Task item: I'd like every line in the following listing that holds "below" copied.

** Information given follows **

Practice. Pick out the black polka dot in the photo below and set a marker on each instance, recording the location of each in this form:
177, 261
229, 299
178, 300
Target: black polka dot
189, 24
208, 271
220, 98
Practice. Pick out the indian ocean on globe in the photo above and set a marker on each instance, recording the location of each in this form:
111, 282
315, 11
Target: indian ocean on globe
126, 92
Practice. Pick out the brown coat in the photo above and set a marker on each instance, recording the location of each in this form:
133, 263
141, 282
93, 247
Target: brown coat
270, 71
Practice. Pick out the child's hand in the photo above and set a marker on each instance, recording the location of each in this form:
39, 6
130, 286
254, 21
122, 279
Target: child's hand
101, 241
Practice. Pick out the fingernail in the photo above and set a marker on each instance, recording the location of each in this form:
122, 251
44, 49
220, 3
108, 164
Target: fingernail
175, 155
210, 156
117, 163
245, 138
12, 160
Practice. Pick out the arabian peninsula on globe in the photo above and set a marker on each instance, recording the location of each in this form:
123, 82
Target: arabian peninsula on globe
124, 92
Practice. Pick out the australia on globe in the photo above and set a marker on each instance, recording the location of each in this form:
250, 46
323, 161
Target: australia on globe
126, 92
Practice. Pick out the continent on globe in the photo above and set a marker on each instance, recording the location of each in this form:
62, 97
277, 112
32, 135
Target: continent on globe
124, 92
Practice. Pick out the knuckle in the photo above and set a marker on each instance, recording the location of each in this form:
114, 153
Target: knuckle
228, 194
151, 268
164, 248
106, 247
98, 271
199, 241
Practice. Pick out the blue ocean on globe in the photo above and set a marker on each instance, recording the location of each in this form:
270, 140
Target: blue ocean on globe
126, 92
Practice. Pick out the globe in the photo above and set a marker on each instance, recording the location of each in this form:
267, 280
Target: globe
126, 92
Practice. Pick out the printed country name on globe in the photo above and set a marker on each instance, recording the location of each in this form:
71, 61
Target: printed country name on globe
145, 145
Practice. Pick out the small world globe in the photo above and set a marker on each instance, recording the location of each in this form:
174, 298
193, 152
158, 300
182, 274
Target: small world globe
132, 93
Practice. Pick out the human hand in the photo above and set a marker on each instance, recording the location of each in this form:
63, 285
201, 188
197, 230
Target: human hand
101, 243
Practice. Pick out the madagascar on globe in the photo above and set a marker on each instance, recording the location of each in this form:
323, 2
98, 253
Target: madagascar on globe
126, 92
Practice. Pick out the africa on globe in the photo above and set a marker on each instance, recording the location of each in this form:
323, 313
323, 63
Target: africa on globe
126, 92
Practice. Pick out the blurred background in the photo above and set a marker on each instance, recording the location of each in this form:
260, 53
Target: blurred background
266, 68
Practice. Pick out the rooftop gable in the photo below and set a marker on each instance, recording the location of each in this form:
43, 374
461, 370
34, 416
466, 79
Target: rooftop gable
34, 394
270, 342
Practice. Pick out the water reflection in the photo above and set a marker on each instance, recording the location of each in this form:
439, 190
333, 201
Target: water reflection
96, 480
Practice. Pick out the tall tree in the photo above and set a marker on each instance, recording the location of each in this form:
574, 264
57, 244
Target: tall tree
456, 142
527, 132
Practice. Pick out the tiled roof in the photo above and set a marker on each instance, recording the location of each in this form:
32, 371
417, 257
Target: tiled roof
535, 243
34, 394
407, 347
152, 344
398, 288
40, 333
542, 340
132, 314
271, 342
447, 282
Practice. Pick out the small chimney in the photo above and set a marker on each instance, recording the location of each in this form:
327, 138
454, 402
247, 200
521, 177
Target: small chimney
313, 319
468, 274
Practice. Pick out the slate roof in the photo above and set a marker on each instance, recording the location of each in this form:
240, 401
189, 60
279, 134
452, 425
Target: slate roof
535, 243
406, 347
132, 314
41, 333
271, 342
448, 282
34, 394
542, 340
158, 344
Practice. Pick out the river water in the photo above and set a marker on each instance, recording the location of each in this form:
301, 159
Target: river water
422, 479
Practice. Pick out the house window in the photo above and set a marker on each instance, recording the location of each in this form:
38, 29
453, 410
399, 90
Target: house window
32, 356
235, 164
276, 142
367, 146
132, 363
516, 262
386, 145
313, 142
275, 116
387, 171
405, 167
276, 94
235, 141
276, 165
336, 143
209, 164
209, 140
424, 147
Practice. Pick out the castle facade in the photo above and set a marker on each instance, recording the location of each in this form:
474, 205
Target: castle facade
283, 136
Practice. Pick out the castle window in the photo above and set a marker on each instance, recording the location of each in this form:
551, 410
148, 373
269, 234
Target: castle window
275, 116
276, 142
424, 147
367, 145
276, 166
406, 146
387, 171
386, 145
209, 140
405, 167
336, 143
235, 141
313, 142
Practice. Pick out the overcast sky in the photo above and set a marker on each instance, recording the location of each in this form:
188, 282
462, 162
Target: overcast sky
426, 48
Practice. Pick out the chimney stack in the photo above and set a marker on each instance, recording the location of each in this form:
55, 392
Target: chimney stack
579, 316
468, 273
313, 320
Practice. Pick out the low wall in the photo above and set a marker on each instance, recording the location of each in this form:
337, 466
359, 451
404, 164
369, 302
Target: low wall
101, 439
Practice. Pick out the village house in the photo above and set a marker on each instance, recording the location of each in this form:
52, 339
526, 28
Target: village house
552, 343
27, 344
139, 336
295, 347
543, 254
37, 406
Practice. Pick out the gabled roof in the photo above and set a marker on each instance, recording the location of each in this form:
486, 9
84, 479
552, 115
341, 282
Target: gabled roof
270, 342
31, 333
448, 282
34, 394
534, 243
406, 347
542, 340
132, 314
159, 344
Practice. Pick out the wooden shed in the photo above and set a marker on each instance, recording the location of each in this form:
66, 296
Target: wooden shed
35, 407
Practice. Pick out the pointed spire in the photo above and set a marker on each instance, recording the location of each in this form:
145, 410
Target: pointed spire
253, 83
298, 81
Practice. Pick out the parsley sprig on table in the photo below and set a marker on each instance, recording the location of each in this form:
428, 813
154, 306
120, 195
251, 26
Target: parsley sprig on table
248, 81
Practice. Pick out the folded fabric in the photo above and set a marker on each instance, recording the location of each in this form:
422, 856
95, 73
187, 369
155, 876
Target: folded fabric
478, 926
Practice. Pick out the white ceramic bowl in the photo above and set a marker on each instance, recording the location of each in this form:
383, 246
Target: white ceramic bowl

** End of Information given **

Completed exercise:
Practice. Pick out the black polka dot in the photo below and set a marker on each instance, recording the location of each in this form:
Practice. Pick out the rooftop gable in the photo below and set a marker on each instance, recording the location of each in this form:
Practice. Pick out the parsley sprig on table in the photo below and set a marker on each instance, recording the location of each in this form:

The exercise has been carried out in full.